GUARDA-CHUVA –
Até que me vanglorio da minha memória. Mas, como todo bom cristão, às vezes me esqueço da coisas. Por exemplo, há duas coisas sempre presentes no meu carro – uma chupeta, uma grande invenção quando a sua bateria descarrega, especialmente se o seu carro é automático, e um guarda-chuva, que lhe protege da chuva e, quando o sol está escaldante, dele também. Pois não é que, quando troquei o carro da última vez esqueci ambos! O jeito foi comprar novos, pois os caras tinham vendido o meu velho e não tinham notado esses indispensáveis instrumentos.
A chupeta foi fácil. Tem em todo pé de pau. Mas o guarda-chuva foi mais difícil. Eu só gosto do modelo tradicional, que você abre e fecha com um botão e um empurrão. Esses automáticos são péssimos, pequenos, incomodam e…quebram com a maior facilidade. Na busca do meu guarda-chuva preferido, lembrei-me de alguns fatos que serviram de motivação adicional para uma boa escolha.

### Enunciado A
Segundo a crônica sobre o guarda-chuva, que dois objetos estão sempre presentes no carro de quem narra?
### Enunciado B
Prossiga a crônica sobre o guarda-chuva, começando logo depois da última frase do trecho.

### Listagem fornecida
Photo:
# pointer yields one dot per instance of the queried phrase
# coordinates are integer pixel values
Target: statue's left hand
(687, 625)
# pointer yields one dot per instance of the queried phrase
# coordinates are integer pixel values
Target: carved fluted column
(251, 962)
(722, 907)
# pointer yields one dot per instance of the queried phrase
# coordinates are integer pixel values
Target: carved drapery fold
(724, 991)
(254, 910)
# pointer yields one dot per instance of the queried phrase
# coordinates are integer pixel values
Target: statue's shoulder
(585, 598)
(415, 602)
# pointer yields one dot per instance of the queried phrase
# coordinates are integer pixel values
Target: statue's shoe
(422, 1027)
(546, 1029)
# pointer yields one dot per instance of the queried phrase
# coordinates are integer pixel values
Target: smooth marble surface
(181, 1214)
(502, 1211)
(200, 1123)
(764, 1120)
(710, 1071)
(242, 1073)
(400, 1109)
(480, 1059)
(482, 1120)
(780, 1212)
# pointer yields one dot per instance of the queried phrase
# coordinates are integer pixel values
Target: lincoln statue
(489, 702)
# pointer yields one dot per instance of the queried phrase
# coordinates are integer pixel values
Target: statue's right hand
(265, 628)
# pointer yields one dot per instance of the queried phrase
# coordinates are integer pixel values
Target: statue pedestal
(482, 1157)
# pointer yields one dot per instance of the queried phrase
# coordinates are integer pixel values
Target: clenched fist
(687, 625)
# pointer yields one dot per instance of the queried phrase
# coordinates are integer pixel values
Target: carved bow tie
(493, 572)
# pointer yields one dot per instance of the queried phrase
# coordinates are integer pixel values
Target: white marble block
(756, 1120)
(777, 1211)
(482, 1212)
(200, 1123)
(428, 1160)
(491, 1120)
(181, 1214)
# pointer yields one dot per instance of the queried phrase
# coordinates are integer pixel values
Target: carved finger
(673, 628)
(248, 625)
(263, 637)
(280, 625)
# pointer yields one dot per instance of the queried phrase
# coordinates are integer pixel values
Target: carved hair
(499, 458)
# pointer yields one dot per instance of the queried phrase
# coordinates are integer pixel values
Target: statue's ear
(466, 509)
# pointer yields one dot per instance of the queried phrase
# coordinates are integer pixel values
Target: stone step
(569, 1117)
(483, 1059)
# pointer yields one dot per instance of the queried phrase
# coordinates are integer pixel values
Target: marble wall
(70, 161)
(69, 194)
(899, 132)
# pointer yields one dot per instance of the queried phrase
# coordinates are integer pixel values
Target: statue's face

### Resposta escrita A
Uma chupeta e um guarda-chuva.

### Resposta escrita B
Lembrei-me de meu Professor de Inglês e Diretor do Atheneu, Celestino Pimentel, que só andava com um guarda-chuva, chovesse ou fizesse sol e que, diga-se, nunca o vi aberto. Sempre muito bem enrolado e arrumado, servia-lhe mais de bengala do que guarda-chuva. Algumas vezes, com chuvas finas, ele o mantinha fechado, para não desmanchar a arrumação.
A outra estória que me fez escolher o guarda-chuva comum aconteceu comigo em Londres. Andando com Alvamar Furtado na Oxford Street, final dos 90, começo dos 2000, pára na rua, vira-se para mim, e com a ênfase que lhe cabia perfeitamente comenta: Dalton, não estamos em Londres! Faz mais de uma hora que andamos e ainda não vi um só inglês de chapéu de côco e um guarda-chuva! Concordei com ele. Passavam por nós todas as raças, menos um inglês autêntico.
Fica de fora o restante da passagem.